▶ _TASK TO COMPLETE_:
Extract, from the records beneath this instruction, each line that contains the word "positive".

::::

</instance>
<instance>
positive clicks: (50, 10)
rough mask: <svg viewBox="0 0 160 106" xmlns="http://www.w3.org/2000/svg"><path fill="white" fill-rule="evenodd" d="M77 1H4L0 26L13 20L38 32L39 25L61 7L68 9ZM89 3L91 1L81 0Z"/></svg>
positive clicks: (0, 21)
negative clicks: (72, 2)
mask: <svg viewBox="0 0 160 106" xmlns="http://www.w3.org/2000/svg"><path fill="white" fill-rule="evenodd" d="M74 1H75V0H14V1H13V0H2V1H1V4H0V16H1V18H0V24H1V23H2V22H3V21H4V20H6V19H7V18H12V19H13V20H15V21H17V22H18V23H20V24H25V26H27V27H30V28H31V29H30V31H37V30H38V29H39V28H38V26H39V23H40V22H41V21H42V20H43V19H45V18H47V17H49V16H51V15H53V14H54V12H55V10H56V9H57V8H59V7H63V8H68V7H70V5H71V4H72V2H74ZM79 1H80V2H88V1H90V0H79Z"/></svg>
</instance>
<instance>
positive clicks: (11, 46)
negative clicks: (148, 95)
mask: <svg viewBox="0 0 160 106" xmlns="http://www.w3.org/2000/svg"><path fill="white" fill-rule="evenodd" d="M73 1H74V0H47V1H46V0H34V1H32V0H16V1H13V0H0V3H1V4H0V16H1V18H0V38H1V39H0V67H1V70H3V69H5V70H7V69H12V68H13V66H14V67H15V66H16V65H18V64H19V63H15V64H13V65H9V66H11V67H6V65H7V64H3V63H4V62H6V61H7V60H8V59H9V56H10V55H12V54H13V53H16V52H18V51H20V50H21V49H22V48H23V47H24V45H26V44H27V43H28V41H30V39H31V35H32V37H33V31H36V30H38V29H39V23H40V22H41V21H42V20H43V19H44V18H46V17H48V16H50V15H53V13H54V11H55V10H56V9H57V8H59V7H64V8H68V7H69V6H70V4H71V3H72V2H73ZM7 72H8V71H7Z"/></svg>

::::

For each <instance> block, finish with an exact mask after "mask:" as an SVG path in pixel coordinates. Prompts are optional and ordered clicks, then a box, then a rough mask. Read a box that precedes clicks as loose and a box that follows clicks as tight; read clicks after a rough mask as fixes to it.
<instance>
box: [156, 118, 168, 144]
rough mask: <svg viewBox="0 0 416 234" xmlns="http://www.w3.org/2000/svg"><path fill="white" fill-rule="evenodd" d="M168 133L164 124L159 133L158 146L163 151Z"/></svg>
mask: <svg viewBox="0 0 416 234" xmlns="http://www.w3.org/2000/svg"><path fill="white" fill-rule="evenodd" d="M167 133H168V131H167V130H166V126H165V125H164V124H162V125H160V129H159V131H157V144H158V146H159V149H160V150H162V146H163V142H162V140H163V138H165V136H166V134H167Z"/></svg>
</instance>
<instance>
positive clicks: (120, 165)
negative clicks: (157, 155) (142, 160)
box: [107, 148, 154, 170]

::::

▶ _RESPONSE_:
positive clicks: (50, 10)
positive clicks: (0, 21)
positive clicks: (11, 46)
positive clicks: (120, 165)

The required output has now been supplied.